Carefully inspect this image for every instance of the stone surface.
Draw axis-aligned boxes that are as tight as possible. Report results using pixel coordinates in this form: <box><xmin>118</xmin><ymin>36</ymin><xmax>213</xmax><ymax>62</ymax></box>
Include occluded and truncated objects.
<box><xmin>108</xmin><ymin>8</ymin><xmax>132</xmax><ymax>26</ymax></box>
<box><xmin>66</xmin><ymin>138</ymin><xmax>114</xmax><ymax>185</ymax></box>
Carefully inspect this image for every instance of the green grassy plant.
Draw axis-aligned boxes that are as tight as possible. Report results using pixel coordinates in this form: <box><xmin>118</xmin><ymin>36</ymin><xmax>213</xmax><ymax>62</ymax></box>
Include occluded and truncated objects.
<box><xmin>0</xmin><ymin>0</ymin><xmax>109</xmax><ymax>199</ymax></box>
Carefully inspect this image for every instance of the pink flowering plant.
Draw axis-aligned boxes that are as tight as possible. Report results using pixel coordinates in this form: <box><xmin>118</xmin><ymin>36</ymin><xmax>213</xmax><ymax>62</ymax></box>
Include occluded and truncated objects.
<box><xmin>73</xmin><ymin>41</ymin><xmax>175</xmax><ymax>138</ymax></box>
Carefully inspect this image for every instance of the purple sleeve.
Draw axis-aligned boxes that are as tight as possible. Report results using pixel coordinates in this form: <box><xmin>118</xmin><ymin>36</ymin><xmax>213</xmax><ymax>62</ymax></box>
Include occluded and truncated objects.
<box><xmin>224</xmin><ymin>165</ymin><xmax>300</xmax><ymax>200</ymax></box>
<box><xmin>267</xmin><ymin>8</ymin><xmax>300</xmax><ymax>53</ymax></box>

* What you are asked to do *
Output every record above exactly as it appears.

* Response *
Carefully inspect this image for every instance of the stone surface.
Draw axis-aligned boxes that are as tight as possible. Report results using pixel coordinates in this form: <box><xmin>118</xmin><ymin>36</ymin><xmax>213</xmax><ymax>62</ymax></box>
Include occluded and truncated objects.
<box><xmin>108</xmin><ymin>8</ymin><xmax>132</xmax><ymax>26</ymax></box>
<box><xmin>66</xmin><ymin>138</ymin><xmax>114</xmax><ymax>185</ymax></box>
Carefully inspect this image for every instance of the green grassy plant.
Draw axis-aligned boxes that are as tight as possible. Report results using pixel coordinates in this form: <box><xmin>118</xmin><ymin>36</ymin><xmax>213</xmax><ymax>62</ymax></box>
Include occluded and truncated objects.
<box><xmin>0</xmin><ymin>0</ymin><xmax>109</xmax><ymax>199</ymax></box>
Carefully inspect this image for every instance of the pink flowering plant.
Draw axis-aligned boxes that are as tight as possible. Report results using pixel coordinates in this form: <box><xmin>118</xmin><ymin>36</ymin><xmax>213</xmax><ymax>62</ymax></box>
Include occluded and truncated objects.
<box><xmin>73</xmin><ymin>41</ymin><xmax>175</xmax><ymax>138</ymax></box>
Carefully inspect this image for every instance of the purple sleeve.
Draw axis-aligned boxes that are as tight as possible. Report results using pixel coordinates in this form: <box><xmin>118</xmin><ymin>36</ymin><xmax>213</xmax><ymax>62</ymax></box>
Include occluded and truncated objects.
<box><xmin>224</xmin><ymin>165</ymin><xmax>300</xmax><ymax>200</ymax></box>
<box><xmin>267</xmin><ymin>8</ymin><xmax>300</xmax><ymax>53</ymax></box>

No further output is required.